Reproduce the passage of the forum thread on heating a hedgehog cage in a basement bedroom, from "## smhufflepuff (Aug" up to and including "(Jan 23, 2009)".

DOCUMENT TEXT

——————————

# Basement Bedroom



## jabment (Nov 14, 2008)

I'm dying to get a hedgehog but I do have a question. I live at my parents house and my room is down in the basement (stereotypical first year college kid). I have a space heater down there now for me that heats up the room pretty nicely. But I was also going to get a ceramic heat emitter for the cage so the hedgie could have some more direct heat just in case. If I did this, do you think it would be okay to leave the ceramic heater on all the time and just have the space heater on when I'm home and there? I don't think my parents would be comfortable if I had a space heater on all the time because they get nervous about burning the house down or something. One other thing, when people first got their first hedgehog, how much did they notice their heating/electric bill go up? I know that that's hard to be sure on because it depends on the company and where you live and all that. I'm just looking for an estimate. Thanks so much!


----------



## smhufflepuff (Aug 28, 2008)

Plug the ceramic heat emitter into a thermostat controller (usually found in the reptile section of pet stores). That way, you can leave the emitter on, but its activities will be controlled appropriately while you're not there.


----------



## Racerhedge (Jan 23, 2009)

I have two tanks and two heating pads and my bill went up 20 dollars to run them all the time and the lamp for daylight. I am in a basment also.


----------

——————————

[Rows from a data collection]
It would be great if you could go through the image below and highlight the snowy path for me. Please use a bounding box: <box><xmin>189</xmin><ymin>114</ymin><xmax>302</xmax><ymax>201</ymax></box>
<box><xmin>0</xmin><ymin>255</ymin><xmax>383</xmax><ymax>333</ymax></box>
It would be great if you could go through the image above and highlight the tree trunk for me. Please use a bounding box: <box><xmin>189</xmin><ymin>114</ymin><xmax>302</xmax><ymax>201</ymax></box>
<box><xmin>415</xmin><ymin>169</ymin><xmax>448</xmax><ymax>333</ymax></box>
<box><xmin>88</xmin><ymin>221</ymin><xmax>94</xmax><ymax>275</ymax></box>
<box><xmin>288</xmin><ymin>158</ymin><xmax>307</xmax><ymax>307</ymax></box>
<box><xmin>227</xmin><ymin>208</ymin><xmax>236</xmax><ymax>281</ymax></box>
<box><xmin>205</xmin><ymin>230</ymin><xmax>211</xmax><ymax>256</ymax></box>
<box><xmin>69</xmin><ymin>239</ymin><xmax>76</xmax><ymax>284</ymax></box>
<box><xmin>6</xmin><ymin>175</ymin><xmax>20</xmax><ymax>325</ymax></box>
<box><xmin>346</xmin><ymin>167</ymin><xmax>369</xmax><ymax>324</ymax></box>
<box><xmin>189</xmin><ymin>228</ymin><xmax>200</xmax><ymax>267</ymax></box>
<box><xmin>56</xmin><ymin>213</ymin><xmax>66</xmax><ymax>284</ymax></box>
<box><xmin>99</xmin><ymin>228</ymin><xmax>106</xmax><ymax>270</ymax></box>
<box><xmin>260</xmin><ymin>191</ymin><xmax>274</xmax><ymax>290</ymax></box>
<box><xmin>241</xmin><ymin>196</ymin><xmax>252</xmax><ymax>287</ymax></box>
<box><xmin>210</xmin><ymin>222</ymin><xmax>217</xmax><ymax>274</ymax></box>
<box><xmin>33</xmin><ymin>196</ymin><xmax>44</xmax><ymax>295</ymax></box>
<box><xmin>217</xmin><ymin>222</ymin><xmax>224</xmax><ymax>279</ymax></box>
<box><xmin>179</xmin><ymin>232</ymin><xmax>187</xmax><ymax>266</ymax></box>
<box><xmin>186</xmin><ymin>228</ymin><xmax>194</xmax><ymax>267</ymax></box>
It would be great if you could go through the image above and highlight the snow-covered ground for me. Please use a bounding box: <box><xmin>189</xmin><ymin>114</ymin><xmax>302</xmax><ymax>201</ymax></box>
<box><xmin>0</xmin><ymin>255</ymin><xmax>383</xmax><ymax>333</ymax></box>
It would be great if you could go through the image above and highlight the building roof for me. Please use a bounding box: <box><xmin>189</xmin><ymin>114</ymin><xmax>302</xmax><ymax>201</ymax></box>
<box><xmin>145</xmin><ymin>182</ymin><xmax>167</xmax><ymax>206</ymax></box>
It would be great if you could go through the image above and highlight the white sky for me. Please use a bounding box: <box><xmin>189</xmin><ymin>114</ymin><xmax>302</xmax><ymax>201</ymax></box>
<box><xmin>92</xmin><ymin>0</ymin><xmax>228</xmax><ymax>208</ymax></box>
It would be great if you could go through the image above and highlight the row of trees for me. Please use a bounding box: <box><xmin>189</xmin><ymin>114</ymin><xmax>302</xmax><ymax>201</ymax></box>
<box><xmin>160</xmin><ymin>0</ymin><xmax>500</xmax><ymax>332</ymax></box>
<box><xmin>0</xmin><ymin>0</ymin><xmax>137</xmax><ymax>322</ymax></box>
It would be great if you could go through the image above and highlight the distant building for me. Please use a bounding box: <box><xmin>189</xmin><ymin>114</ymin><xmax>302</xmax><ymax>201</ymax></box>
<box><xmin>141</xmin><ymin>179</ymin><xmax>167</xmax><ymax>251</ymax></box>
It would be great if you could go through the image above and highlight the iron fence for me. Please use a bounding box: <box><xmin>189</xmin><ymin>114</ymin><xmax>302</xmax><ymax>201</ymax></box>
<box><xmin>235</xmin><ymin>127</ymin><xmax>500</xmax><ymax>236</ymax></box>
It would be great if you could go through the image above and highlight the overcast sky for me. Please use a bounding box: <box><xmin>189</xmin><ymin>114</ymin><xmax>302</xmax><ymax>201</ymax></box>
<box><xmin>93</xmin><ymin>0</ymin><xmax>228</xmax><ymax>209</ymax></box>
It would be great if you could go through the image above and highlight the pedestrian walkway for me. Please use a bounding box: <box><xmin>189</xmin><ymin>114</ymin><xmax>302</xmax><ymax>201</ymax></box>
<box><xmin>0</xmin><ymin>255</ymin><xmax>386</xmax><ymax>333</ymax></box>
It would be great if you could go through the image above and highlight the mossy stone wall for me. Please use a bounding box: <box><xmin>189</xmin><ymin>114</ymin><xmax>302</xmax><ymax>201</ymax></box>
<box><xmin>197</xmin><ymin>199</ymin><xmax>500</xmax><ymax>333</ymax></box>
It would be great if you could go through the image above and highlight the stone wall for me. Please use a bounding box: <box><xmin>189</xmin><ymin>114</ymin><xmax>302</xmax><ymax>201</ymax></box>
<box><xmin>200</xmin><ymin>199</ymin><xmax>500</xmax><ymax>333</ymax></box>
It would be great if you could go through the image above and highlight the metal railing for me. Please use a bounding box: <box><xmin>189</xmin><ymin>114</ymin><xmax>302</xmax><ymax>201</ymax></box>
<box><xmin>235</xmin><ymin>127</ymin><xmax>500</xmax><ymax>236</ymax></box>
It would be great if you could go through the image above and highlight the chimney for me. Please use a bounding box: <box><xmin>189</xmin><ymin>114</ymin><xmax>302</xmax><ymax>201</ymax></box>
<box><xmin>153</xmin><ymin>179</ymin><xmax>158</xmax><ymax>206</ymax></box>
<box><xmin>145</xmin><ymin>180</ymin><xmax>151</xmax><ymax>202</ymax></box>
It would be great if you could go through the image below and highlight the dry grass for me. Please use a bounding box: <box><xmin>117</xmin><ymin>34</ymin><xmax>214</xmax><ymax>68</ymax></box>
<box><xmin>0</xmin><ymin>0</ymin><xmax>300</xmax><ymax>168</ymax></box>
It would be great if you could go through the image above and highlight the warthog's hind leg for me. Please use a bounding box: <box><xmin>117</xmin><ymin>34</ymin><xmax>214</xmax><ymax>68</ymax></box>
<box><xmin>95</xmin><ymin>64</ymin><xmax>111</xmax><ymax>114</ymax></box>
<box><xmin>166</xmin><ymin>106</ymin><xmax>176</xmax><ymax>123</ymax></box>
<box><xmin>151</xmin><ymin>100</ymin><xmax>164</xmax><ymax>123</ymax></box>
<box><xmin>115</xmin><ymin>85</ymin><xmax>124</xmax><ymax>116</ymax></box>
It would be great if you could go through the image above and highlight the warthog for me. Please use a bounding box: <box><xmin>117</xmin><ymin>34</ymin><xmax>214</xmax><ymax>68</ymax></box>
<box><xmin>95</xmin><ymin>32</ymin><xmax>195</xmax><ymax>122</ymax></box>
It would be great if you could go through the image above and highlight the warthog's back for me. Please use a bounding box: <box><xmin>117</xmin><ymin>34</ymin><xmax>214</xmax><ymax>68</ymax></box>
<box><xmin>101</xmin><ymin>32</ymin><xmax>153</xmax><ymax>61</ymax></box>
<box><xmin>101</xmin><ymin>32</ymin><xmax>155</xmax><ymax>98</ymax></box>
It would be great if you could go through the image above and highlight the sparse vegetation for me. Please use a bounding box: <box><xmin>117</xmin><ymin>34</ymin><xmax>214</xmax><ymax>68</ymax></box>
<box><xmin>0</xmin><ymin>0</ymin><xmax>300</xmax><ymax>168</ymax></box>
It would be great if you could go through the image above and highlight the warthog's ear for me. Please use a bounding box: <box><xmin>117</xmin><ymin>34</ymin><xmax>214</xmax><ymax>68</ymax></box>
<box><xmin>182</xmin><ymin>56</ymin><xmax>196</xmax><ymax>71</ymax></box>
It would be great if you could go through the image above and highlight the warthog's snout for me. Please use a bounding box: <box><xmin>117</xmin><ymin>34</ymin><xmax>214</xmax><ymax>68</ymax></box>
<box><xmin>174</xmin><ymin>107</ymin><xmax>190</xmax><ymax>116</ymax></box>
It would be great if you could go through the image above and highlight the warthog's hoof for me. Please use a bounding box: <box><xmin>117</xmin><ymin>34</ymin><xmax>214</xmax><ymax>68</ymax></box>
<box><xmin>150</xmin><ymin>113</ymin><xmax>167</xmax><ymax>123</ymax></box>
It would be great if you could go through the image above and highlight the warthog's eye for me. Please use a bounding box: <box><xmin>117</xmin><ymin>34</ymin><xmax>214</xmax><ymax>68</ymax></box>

——————————

WRITTEN RESPONSE
## smhufflepuff (Aug 28, 2008)

Plug the ceramic heat emitter into a thermostat controller (usually found in the reptile section of pet stores). That way, you can leave the emitter on, but its activities will be controlled appropriately while you're not there.


----------



## Racerhedge (Jan 23, 2009)